* start Exercise material *

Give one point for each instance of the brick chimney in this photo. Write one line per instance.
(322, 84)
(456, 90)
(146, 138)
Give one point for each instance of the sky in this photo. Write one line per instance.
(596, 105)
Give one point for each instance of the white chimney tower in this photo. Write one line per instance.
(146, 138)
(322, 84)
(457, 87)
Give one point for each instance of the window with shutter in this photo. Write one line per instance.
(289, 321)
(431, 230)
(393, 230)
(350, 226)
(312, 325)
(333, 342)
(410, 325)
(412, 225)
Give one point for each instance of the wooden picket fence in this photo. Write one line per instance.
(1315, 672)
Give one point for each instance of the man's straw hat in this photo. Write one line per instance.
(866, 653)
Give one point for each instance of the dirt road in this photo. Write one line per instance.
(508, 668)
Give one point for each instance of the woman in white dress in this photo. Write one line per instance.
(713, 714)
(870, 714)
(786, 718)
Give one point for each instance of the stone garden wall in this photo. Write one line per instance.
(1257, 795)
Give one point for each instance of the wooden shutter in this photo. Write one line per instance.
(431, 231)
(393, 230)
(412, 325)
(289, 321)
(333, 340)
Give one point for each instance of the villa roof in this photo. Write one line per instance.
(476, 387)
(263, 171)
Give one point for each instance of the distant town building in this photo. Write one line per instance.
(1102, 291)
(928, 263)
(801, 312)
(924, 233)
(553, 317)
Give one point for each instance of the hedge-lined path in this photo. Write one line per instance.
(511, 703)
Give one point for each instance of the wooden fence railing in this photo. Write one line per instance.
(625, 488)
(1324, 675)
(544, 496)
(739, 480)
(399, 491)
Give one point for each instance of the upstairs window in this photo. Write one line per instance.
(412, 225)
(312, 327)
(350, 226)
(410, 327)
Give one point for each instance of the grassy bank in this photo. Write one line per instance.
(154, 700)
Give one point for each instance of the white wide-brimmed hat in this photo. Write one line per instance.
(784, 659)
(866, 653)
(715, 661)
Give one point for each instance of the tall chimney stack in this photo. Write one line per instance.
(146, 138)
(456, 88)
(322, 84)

* end Exercise material *
* start Exercise material *

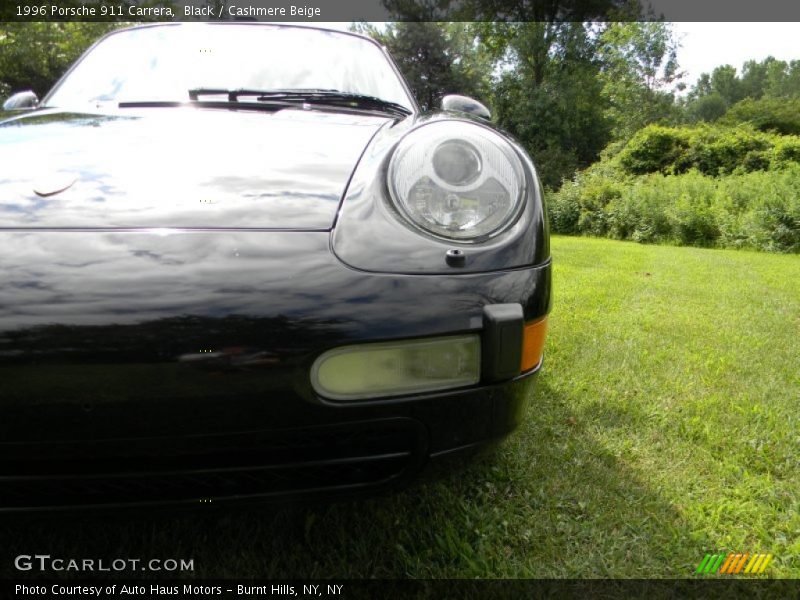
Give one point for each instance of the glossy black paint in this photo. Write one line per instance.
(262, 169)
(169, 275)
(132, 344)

* end Exercise material *
* start Exercise material *

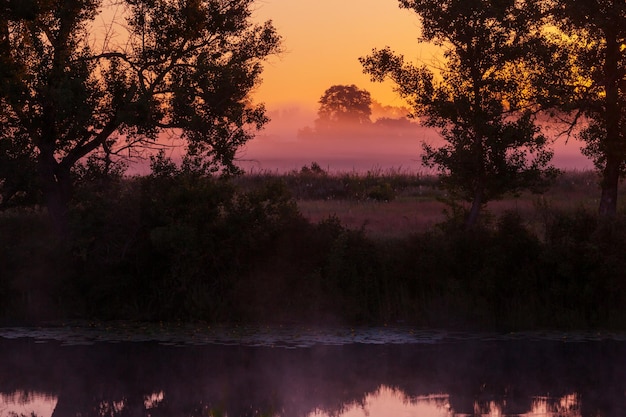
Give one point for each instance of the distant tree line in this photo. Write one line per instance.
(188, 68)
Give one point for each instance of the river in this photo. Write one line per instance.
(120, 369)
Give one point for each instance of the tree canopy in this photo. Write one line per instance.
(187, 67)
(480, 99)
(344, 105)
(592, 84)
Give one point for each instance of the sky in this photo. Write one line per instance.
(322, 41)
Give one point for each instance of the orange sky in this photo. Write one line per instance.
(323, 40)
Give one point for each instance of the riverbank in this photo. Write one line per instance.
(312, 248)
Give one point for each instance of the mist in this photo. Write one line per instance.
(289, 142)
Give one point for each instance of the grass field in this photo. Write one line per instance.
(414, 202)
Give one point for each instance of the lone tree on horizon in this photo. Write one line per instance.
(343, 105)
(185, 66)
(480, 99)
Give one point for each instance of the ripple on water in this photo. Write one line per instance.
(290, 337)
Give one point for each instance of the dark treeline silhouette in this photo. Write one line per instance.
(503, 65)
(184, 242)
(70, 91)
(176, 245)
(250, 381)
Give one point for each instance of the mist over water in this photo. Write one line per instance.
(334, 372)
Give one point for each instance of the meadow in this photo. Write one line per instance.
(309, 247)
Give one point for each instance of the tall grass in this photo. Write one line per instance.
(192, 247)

* end Exercise material *

(Objective): Show every line of the records above that contains the word "wooden", treating uppercase and lowercase as different.

(Task response):
Give one point for each instance of the wooden picket fence in this photo. Write one line per instance.
Give one point for each instance of the wooden shutter in this photo. Write one line per instance.
Give one point for each instance of the wooden fence railing in this photo. Write one line per instance.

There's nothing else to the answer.